> [CONSIGNE 1]: Résumez en deux phrases l'extrait sur la dérégulation en Europe.

Les recettes de nos voisins pour déréguler

Enquête | publié le : 01.02.2010 |

L’ouverture à la concurrence des monopoles n’est pas une spécificité française. Des télécoms à la poste en passant par la radio…, les mutations se sont multipliées dans toute l’Europe. Avec plus ou moins de bonheur.

GRANDE-BRETAGNE

Polyvalence à outrance à la BBC

Malgré la froidure de l’hiver, Ian Pollock ne s’est pas rendu pour rien à la Cour suprême britannique. Dépêché par la BBC, il a enchaîné les directs télévisés sur l’énoncé d’une décision de justice importante avant que ses commentaires soient intégrés au site Internet de BBC News et que son analyse se transforme en encadré à côté de l’article principal.

> [CONSIGNE 2]: Dans les lignes fournies, substituez « boundary » à « outline » dans le passage qui part du début et se termine par la ligne contenant « Query: roof eave », sans rien modifier d'autre. Recopiez uniquement ce passage, sans les images.

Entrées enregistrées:
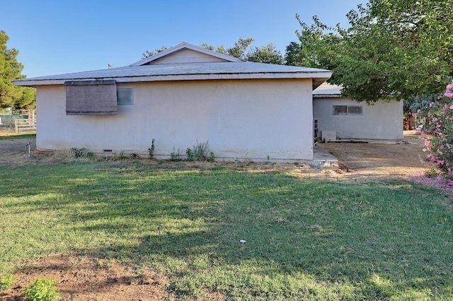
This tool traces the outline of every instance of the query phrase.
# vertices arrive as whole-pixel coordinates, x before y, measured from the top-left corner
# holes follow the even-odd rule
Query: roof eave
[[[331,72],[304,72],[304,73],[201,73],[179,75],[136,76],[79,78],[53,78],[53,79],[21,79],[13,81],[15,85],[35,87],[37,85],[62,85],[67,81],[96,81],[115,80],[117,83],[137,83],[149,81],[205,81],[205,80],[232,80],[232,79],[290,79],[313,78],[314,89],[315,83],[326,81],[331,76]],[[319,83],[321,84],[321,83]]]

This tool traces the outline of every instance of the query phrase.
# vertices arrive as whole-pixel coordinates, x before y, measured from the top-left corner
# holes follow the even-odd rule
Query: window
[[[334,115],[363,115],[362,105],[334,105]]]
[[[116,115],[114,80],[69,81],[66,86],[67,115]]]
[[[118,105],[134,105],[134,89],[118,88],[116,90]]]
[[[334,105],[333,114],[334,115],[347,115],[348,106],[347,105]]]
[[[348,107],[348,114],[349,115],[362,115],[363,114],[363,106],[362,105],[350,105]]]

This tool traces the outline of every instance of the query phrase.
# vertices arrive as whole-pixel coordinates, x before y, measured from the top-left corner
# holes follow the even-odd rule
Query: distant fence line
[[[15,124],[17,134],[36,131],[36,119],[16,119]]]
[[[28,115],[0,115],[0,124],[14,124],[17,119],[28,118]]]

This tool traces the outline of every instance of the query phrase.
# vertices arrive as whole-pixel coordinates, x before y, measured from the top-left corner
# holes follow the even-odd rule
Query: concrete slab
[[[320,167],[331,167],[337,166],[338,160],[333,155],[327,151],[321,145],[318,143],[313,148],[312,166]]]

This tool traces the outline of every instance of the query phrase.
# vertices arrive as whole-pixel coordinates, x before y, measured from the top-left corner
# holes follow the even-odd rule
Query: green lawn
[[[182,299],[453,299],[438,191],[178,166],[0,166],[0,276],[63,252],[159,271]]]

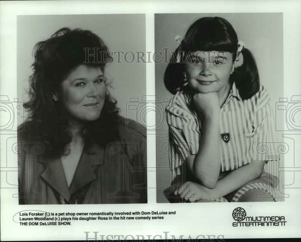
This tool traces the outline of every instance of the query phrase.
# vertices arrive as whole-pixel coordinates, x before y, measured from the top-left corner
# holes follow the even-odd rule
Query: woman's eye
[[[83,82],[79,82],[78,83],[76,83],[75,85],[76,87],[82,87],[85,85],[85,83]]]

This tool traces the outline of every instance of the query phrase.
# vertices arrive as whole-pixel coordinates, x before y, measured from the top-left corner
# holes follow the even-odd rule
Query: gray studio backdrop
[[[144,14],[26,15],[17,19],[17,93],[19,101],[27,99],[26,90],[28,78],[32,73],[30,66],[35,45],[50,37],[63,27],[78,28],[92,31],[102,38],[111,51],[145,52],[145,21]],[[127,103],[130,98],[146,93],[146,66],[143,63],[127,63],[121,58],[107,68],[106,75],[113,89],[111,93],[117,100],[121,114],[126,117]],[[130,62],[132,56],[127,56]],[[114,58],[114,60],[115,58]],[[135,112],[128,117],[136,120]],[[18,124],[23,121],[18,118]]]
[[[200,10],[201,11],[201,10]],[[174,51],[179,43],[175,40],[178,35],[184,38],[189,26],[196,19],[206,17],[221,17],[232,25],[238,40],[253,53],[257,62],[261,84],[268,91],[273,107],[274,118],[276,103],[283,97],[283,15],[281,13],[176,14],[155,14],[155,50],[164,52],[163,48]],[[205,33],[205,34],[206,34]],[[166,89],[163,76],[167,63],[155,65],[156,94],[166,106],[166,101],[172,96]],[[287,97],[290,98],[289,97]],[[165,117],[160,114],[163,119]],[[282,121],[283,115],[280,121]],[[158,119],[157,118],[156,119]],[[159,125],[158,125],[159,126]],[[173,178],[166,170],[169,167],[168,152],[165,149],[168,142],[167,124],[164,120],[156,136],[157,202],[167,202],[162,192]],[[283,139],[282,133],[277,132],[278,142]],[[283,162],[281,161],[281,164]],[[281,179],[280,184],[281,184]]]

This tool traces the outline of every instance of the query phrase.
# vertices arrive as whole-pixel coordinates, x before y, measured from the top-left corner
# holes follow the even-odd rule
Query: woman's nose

> [RÉPONSE FINALE 1]: L'ouverture à la concurrence des monopoles n'est pas propre à la France : des télécoms à la poste en passant par la radio, les mutations se sont multipliées dans toute l'Europe, avec plus ou moins de bonheur. En Grande-Bretagne, Ian Pollock, dépêché par la BBC à la Cour suprême, a enchaîné les directs télévisés sur une décision de justice importante, puis ses commentaires ont été intégrés au site de BBC News et son analyse est devenue un encadré à côté de l'article principal.

> [RÉPONSE FINALE 2]:
This tool traces the boundary of every instance of the query phrase.
# vertices arrive as whole-pixel coordinates, x before y, measured from the top-left corner
# holes follow the even-odd rule
Query: roof eave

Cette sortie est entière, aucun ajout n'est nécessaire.